Dokumen Sumber -
<<<<
Baca berita dengan sedikit iklan, klik di sini

Digital

Jumlah Software Bajakan Bertambah

Nilai pembajakan software mencapai Rp 11,2 triliun.

16 Mei 2011 | 00.00 WIB

Image of Tempo
Perbesar

Baca berita dengan sedikit iklan, klik di sini

JAKARTA -- Dalam tiga tahun terakhir, kepolisian gencar merazia pengguna software atau perangkat lunak bajakan, terutama di warung Internet. Pemilik warnet yang kedapatan menggunakan peranti lunak ilegal langsung diproses secara hukum.

Namun akhir-akhir ini aparat penegak hukum kewalahan dalam memberangus para pembajak. Bahkan Kementerian Hukum dan Hak Asasi Manusia mengaku kelabakan menghadapi tingginya pelanggaran hak cipta, khususnya perangkat lunak.

"Sekarang pembajakan merajalela. Bikin lemas," kata Agung Damarsasongko, Kepala Seksi Pertimbangan Hukum dan Mitigasi, Direktorat Hak Cipta, Kementerian Hukum dan HAM, beberapa waktu lalu.

Keluhan Agung bukan tanpa sebab. Menurut hasil penelitian Business Software Alliance (BSA), Indonesia menduduki peringkat ke-11 sebagai negara dengan tingkat pembajakan tertinggi di dunia pada 2010.

Sebanyak 87 persen dari program yang diinstal pada komputer pribadi adalah produk tanpa lisensi dengan nilai software sebesar US$ 1,32 miliar atau sekitar Rp 11,2 triliun.
>>>>
Bagian Data -
<<<<
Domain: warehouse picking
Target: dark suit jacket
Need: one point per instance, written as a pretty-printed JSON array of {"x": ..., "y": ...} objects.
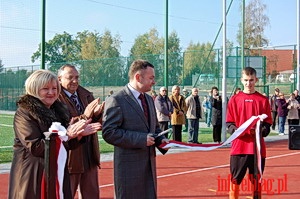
>>>>
Tugas Tertulis -
1) Jawablah pertanyaan berikut berdasarkan artikel tentang pembajakan software.
(a) Di tempat apa kepolisian terutama merazia pengguna software bajakan?
(b) Indonesia menduduki peringkat ke berapa sebagai negara dengan tingkat pembajakan tertinggi di dunia pada 2010 menurut Business Software Alliance?
(c) Berapa persen program yang diinstal pada komputer pribadi merupakan produk tanpa lisensi?
2) Tentukan apakah setiap pernyataan berikut sesuai dengan artikel tentang pembajakan software. Jawab ya atau tidak, lalu kutip kata-kata artikel yang menjadi dasarnya.
(a) Pemilik warnet yang kedapatan menggunakan peranti lunak ilegal langsung diproses secara hukum.
(b) Agung Damarsasongko bertugas di Direktorat Paten.
(c) Nilai software tanpa lisensi di Indonesia sebesar US$ 2 miliar.
3) Salin dengan tepat sebagian artikel tentang pembajakan software, dimulai pada kata-kata "16 Mei 2011" dan diakhiri setelah kata-kata "diproses secara hukum.".

Penyelesaian Lengkap -
1)
(a) Di warung Internet.
(b) Peringkat ke-11.
(c) 87 persen.

2)
(a) Ya: "Pemilik warnet yang kedapatan menggunakan peranti lunak ilegal langsung diproses secara hukum."
(b) Tidak: "Direktorat Hak Cipta, Kementerian Hukum dan HAM"
(c) Tidak: "nilai software sebesar US$ 1,32 miliar"

3)
16 Mei 2011 | 00.00 WIB

Image of Tempo
Perbesar

Baca berita dengan sedikit iklan, klik di sini

JAKARTA -- Dalam tiga tahun terakhir, kepolisian gencar merazia pengguna software atau perangkat lunak bajakan, terutama di warung Internet. Pemilik warnet yang kedapatan menggunakan peranti lunak ilegal langsung diproses secara hukum.